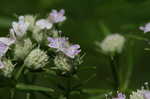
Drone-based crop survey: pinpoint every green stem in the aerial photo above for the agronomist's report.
[66,77,71,99]
[10,88,15,99]
[121,42,133,91]
[15,65,25,80]
[110,56,119,90]
[26,93,31,99]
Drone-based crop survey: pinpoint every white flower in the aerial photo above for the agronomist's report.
[25,15,36,30]
[36,19,53,29]
[140,23,150,33]
[1,59,15,77]
[0,37,15,58]
[10,16,29,38]
[130,89,150,99]
[0,60,4,69]
[14,38,34,60]
[100,34,125,53]
[24,48,48,69]
[48,9,66,23]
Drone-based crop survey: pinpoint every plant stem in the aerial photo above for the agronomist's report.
[66,76,71,99]
[26,93,31,99]
[110,56,119,90]
[121,43,133,91]
[15,65,25,80]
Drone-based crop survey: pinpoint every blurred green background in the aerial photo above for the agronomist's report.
[0,0,150,99]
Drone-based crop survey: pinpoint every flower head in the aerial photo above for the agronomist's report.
[14,38,34,60]
[112,93,126,99]
[140,23,150,33]
[0,60,4,69]
[36,19,53,29]
[0,37,15,57]
[0,59,15,77]
[143,91,150,99]
[54,55,72,72]
[24,48,48,69]
[63,44,81,58]
[48,37,81,58]
[10,16,29,37]
[25,15,36,30]
[48,9,66,23]
[130,89,150,99]
[100,34,125,53]
[48,37,69,51]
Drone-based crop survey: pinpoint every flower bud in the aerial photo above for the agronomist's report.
[14,39,33,60]
[1,59,15,77]
[100,34,125,53]
[54,55,72,72]
[25,15,36,30]
[24,48,48,69]
[32,32,44,43]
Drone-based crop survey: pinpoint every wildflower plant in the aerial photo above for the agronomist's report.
[0,9,91,99]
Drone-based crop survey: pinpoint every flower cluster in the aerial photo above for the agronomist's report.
[48,37,81,58]
[140,23,150,33]
[0,9,81,77]
[98,33,126,54]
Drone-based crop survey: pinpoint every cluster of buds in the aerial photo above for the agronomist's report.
[97,33,126,54]
[0,9,81,77]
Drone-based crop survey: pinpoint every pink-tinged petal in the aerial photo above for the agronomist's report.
[0,60,4,69]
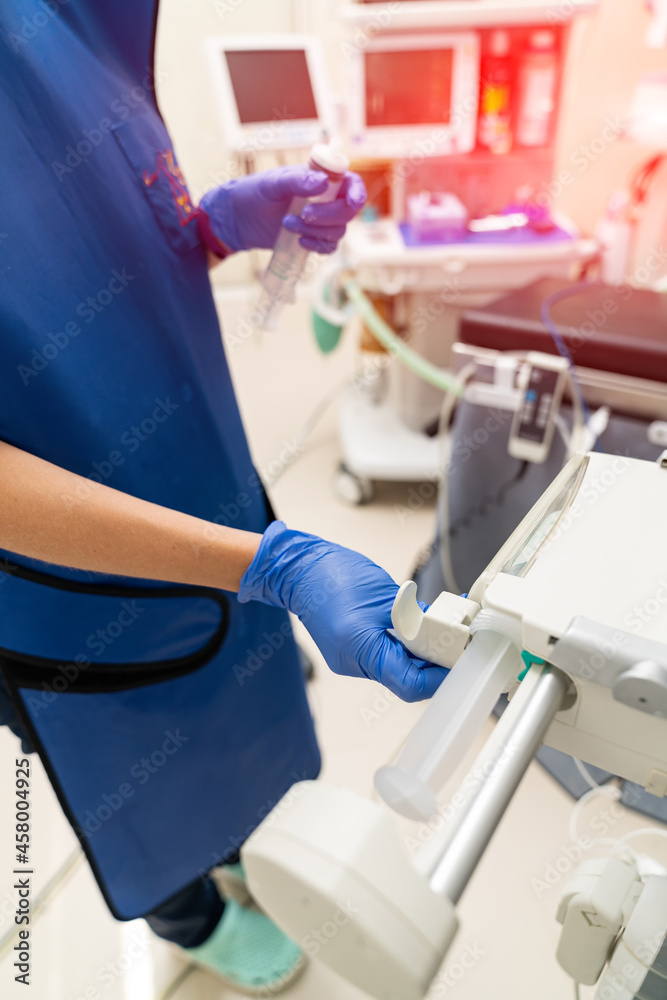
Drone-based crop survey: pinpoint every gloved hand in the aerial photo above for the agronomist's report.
[239,521,448,701]
[199,166,366,253]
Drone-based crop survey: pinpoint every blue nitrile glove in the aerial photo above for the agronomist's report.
[239,521,447,701]
[199,166,366,253]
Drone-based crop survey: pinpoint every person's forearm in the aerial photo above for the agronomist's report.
[0,442,261,591]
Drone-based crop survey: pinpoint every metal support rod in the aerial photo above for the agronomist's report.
[430,667,568,903]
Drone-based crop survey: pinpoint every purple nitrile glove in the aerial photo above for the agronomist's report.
[239,521,448,701]
[199,166,366,253]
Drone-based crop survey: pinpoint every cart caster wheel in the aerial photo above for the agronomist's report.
[334,462,373,507]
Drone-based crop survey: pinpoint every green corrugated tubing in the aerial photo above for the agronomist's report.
[343,278,463,396]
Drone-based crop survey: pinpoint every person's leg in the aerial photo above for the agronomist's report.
[146,878,225,948]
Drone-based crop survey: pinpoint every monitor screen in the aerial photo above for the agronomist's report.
[224,49,318,125]
[365,48,454,128]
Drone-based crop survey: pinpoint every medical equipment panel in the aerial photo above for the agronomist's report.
[349,32,479,158]
[206,34,333,153]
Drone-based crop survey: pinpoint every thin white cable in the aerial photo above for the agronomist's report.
[0,847,84,959]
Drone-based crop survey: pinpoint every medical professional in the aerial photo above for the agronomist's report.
[0,0,444,993]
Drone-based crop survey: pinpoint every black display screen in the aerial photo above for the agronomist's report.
[224,49,318,125]
[365,49,454,127]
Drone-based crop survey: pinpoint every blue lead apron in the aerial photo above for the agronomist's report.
[0,0,320,919]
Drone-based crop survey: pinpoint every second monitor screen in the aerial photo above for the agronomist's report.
[365,49,454,127]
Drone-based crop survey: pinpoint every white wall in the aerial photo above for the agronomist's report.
[158,0,667,283]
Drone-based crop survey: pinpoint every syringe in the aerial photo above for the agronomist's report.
[254,140,350,330]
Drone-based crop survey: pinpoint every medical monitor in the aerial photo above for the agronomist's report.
[207,35,332,152]
[349,32,479,158]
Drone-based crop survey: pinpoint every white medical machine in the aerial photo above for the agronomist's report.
[348,31,479,158]
[206,34,334,153]
[242,452,667,1000]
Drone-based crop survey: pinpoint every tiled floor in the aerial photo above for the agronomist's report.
[0,286,667,1000]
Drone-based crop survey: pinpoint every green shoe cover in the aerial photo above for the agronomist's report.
[185,899,306,996]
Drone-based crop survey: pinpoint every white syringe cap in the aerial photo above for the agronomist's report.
[310,139,350,175]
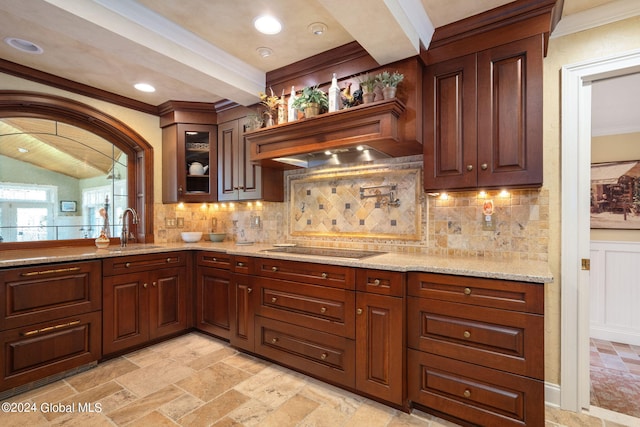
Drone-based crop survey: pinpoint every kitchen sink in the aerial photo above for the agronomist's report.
[264,246,386,259]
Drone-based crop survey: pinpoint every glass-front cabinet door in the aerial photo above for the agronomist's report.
[162,123,217,203]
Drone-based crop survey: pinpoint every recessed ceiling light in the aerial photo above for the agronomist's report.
[307,22,327,36]
[256,47,273,58]
[253,15,282,35]
[4,37,44,55]
[133,83,156,92]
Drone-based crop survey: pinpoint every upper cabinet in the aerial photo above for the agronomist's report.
[421,0,561,191]
[217,118,284,202]
[160,103,218,203]
[424,35,543,190]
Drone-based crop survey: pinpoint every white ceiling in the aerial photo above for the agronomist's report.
[0,0,638,125]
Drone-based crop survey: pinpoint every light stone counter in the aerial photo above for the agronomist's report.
[0,241,553,283]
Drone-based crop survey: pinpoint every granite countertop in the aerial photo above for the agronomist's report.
[0,241,553,283]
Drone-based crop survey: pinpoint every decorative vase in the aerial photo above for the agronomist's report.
[382,86,398,99]
[304,102,320,119]
[362,92,376,104]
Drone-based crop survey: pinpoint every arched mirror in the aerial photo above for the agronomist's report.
[0,93,152,247]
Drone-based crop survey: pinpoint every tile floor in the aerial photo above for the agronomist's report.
[590,339,640,417]
[0,333,628,427]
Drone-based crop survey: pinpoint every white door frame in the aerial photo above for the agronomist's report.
[560,50,640,412]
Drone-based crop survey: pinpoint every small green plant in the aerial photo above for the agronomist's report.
[376,71,404,87]
[358,73,378,93]
[293,85,329,111]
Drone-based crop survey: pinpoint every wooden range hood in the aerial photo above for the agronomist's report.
[245,99,422,169]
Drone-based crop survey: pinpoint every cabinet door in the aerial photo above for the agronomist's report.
[218,120,240,201]
[196,267,231,339]
[424,54,477,190]
[162,123,218,203]
[478,35,543,187]
[356,292,405,405]
[102,273,150,354]
[229,274,255,352]
[145,268,188,338]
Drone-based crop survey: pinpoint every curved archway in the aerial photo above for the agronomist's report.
[0,91,153,249]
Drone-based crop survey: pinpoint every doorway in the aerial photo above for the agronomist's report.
[560,47,640,418]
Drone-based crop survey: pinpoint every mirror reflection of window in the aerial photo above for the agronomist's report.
[0,117,128,242]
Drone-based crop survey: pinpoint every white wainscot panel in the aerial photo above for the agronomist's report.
[590,241,640,345]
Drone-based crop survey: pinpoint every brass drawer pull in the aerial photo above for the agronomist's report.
[20,267,80,277]
[21,320,80,337]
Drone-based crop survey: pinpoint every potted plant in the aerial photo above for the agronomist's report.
[358,73,378,104]
[376,71,404,99]
[293,85,329,118]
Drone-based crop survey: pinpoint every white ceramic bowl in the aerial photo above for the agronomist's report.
[180,231,202,243]
[209,233,227,242]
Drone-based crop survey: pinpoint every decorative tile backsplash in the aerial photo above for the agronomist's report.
[155,156,549,261]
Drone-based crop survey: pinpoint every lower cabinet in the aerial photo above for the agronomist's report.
[195,251,232,340]
[0,261,102,394]
[102,252,192,355]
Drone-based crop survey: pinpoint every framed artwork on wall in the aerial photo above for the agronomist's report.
[590,160,640,230]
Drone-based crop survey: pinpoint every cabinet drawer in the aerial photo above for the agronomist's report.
[407,349,545,427]
[408,273,544,314]
[254,277,355,339]
[356,268,407,297]
[103,252,186,276]
[196,251,231,270]
[254,258,355,289]
[0,311,101,391]
[256,316,355,388]
[231,255,252,274]
[0,261,102,330]
[407,297,544,379]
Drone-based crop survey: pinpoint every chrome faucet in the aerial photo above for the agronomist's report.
[120,208,140,247]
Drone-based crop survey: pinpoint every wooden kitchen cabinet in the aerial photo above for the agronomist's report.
[407,273,544,426]
[102,252,192,355]
[424,34,544,191]
[196,252,233,340]
[217,118,284,202]
[229,256,256,352]
[162,123,218,203]
[355,269,406,406]
[0,261,102,394]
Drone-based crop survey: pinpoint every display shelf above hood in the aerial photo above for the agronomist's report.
[244,99,422,169]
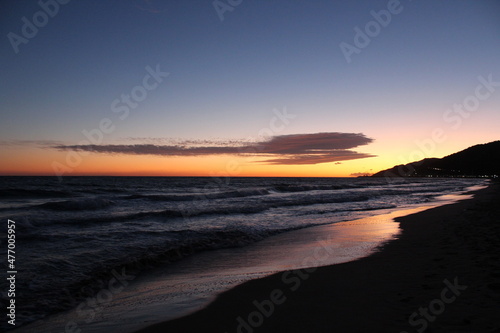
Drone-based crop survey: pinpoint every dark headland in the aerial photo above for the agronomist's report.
[373,141,500,178]
[139,141,500,333]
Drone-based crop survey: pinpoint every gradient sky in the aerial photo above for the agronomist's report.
[0,0,500,176]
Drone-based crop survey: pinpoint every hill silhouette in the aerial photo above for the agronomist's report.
[372,141,500,178]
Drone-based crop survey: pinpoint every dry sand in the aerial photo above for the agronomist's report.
[134,183,500,333]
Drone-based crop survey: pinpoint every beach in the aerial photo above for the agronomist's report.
[138,183,500,333]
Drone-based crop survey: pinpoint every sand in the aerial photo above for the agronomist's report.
[139,183,500,333]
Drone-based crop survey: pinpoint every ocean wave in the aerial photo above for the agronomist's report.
[0,188,77,199]
[38,198,115,211]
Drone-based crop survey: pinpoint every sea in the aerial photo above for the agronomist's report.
[0,177,488,331]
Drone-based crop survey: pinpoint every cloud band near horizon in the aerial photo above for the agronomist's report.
[52,132,375,165]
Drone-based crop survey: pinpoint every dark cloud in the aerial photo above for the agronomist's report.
[52,133,374,165]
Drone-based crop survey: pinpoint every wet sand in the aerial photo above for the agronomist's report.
[139,183,500,333]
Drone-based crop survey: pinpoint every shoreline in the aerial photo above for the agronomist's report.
[136,183,500,333]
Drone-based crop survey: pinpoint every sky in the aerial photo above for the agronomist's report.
[0,0,500,177]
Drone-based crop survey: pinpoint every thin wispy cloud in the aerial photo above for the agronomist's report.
[52,132,374,165]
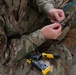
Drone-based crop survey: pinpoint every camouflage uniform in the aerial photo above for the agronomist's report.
[0,0,76,75]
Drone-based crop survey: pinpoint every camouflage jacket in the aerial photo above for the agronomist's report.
[0,0,75,62]
[0,0,75,74]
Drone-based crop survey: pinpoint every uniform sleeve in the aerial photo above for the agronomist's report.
[36,0,54,13]
[9,30,45,61]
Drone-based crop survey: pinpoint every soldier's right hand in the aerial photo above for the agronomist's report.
[40,23,62,39]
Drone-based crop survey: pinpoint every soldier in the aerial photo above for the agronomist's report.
[0,0,76,75]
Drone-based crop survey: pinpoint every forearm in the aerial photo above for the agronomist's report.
[36,0,54,13]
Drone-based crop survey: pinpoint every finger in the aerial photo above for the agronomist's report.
[55,26,62,34]
[55,12,60,22]
[51,22,61,29]
[59,10,65,22]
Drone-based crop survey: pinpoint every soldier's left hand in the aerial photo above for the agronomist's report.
[48,8,65,22]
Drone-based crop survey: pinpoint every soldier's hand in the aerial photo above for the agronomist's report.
[40,23,62,39]
[48,8,65,22]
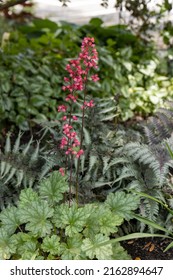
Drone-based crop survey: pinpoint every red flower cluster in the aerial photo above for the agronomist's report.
[58,37,99,175]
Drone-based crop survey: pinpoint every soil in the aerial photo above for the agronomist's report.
[121,238,173,260]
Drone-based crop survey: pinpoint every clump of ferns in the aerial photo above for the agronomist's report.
[109,109,173,231]
[0,132,51,208]
[37,98,126,201]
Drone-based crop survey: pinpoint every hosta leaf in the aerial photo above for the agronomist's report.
[81,233,113,260]
[53,204,89,236]
[0,228,16,260]
[39,171,68,204]
[60,233,83,260]
[41,235,60,255]
[105,192,139,219]
[0,206,20,234]
[19,201,54,237]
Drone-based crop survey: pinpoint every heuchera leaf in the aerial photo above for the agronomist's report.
[81,233,113,260]
[60,233,83,260]
[39,171,68,204]
[99,209,123,236]
[19,188,39,208]
[105,192,139,220]
[19,200,54,237]
[41,234,60,255]
[0,206,20,235]
[53,204,87,236]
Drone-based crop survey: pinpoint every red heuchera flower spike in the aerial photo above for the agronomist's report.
[58,37,99,176]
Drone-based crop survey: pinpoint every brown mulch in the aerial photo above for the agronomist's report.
[121,238,173,260]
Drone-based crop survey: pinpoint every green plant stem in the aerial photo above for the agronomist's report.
[76,83,87,205]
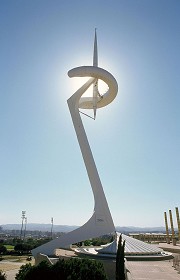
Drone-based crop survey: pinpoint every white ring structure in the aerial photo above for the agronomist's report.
[68,66,118,109]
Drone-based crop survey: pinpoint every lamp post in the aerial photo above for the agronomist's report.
[20,211,26,239]
[51,218,53,239]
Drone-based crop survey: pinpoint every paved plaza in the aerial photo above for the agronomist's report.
[128,260,180,280]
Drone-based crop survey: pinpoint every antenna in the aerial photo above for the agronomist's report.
[93,28,98,120]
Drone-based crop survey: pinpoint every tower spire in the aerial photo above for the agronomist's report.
[93,28,98,66]
[93,28,98,119]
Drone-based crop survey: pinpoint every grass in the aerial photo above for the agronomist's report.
[4,245,14,251]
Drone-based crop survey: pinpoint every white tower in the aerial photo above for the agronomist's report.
[32,31,118,256]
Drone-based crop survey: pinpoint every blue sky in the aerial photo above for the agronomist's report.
[0,0,180,226]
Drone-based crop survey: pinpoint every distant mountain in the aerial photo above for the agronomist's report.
[116,226,166,233]
[0,223,169,233]
[0,224,78,232]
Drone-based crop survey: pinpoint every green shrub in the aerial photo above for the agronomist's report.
[15,258,107,280]
[0,270,7,280]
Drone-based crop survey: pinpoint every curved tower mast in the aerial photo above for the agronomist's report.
[32,30,118,256]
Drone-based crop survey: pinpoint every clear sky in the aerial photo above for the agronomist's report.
[0,0,180,229]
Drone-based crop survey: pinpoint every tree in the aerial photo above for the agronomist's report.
[116,235,126,280]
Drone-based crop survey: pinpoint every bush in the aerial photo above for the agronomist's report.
[0,270,7,280]
[15,259,107,280]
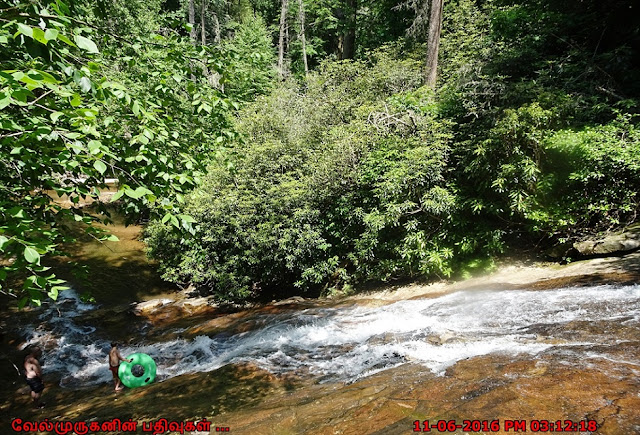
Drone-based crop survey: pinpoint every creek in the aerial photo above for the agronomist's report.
[13,285,640,388]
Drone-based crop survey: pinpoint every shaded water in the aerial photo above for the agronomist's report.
[17,285,640,388]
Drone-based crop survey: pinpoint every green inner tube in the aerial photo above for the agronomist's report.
[118,353,156,388]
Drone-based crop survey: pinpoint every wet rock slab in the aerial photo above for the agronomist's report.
[216,350,640,435]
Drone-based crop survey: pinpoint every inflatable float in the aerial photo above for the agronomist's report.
[118,353,156,388]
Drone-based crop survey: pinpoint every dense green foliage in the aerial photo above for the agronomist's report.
[0,0,640,303]
[0,1,240,305]
[148,0,640,300]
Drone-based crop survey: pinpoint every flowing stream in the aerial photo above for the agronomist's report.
[22,284,640,388]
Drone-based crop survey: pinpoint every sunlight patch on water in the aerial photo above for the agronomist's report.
[18,285,640,387]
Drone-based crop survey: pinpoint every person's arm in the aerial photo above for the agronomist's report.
[118,350,133,362]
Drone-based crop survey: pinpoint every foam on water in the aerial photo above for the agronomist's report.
[20,285,640,386]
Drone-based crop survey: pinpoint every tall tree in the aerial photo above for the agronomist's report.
[338,0,358,59]
[200,0,207,45]
[189,0,196,44]
[278,0,289,77]
[425,0,444,88]
[298,0,309,75]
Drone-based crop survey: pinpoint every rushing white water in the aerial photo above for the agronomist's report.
[20,285,640,387]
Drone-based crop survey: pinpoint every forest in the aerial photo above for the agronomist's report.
[0,0,640,307]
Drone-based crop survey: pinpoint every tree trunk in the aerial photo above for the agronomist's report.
[200,0,207,45]
[189,0,196,44]
[298,0,309,75]
[213,12,220,44]
[425,0,444,89]
[278,0,289,78]
[338,0,358,59]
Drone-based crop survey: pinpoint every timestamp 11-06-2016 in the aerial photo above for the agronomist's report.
[413,419,598,432]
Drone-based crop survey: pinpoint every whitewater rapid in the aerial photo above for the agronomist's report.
[18,285,640,388]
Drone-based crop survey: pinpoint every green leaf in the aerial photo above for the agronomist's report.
[58,34,76,47]
[44,29,60,41]
[33,27,48,45]
[78,77,91,94]
[111,189,124,202]
[18,23,33,38]
[0,236,9,251]
[73,35,100,53]
[24,246,40,264]
[87,140,102,154]
[93,160,107,174]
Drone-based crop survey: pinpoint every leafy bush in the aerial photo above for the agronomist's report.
[148,52,464,299]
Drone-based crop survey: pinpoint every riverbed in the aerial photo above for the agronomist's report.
[0,218,640,434]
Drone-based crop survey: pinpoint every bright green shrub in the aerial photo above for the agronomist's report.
[148,53,464,300]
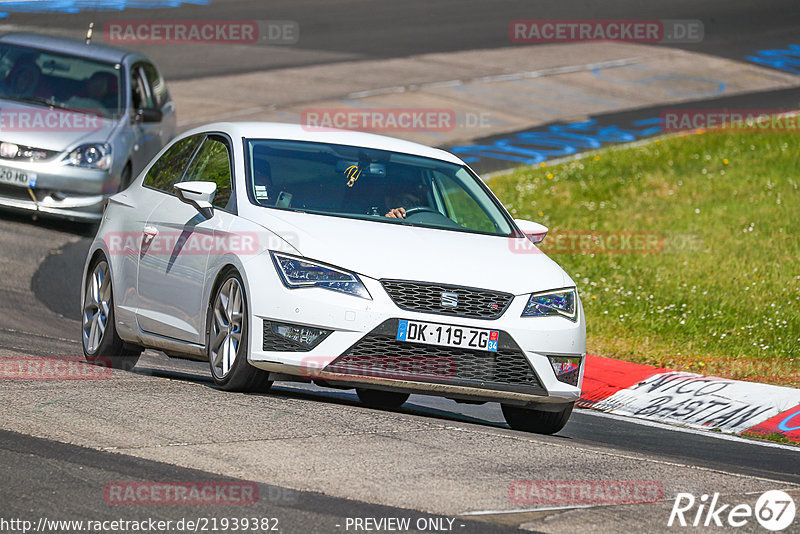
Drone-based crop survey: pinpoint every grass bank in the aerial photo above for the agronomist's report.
[491,131,800,386]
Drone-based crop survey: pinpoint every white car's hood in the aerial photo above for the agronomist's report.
[250,208,572,295]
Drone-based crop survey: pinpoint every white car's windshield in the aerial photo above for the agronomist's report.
[0,44,122,117]
[246,139,513,236]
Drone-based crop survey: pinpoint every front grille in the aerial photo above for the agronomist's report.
[381,280,514,319]
[0,184,40,202]
[324,320,543,393]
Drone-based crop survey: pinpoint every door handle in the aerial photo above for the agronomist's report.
[144,226,158,241]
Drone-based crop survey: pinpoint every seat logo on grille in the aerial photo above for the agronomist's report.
[442,293,458,308]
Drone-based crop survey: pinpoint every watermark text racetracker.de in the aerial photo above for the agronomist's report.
[508,480,664,506]
[300,108,491,132]
[0,108,103,133]
[508,230,702,254]
[661,109,800,133]
[103,20,300,45]
[103,229,298,256]
[508,19,704,43]
[0,356,111,380]
[0,515,281,534]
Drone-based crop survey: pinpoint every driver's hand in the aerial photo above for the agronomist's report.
[385,208,406,219]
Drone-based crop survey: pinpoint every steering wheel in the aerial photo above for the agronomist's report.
[406,206,441,219]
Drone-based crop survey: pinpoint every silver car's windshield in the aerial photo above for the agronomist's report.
[246,139,513,236]
[0,44,122,117]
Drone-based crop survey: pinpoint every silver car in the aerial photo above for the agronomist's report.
[0,33,176,222]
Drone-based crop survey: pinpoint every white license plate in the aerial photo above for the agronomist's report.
[397,320,500,352]
[0,167,36,187]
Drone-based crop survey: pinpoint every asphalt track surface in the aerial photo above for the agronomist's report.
· · · ·
Arrange the part of the rows above that opens with the line containing "Drone-based crop survey: pinpoint every dry" and closes with the line containing "[0,0,500,177]" as a Markdown table with two columns, Row and Line. Give each line its own number and leave out blank lines.

## Written answer
| Row | Line |
|---|---|
| 1 | Drone-based crop survey: pinpoint every dry sand in the aerial photo above for the agronomist's report. |
| 2 | [134,183,500,333] |
| 3 | Drone-based crop survey: pinpoint every beach in the aerial photo above for the agronomist's report. |
| 4 | [138,183,500,333] |
| 5 | Drone-based crop survey: pinpoint every sand in the aerial photo above for the agronomist's report. |
| 6 | [139,183,500,333] |
| 7 | Drone-based crop survey: pinpoint every ocean wave in the aerial photo above for the agronomist's report. |
| 8 | [0,188,77,199] |
| 9 | [38,198,115,211] |
| 10 | Drone-based crop survey: pinpoint every sea in the aerial photo above for the agronomist's report. |
| 11 | [0,177,488,331] |
| 12 | Drone-based crop survey: pinpoint every cloud band near horizon in the aerial photo above for the agronomist's report. |
| 13 | [52,132,375,165] |
| 14 | Drone-based crop survey: pinpoint every dark cloud in the aerial photo above for the agronomist's report. |
| 15 | [52,133,374,165] |
| 16 | Drone-based crop survey: pinpoint every wet sand in the aerial photo above for the agronomist's report. |
| 17 | [139,183,500,333] |
| 18 | Drone-based crop survey: pinpoint every shoreline in the aerial photo above for the agronomist's report. |
| 19 | [136,183,500,333] |
| 20 | Drone-based crop survey: pinpoint every sky in the aerial photo above for the agronomist's report. |
| 21 | [0,0,500,177] |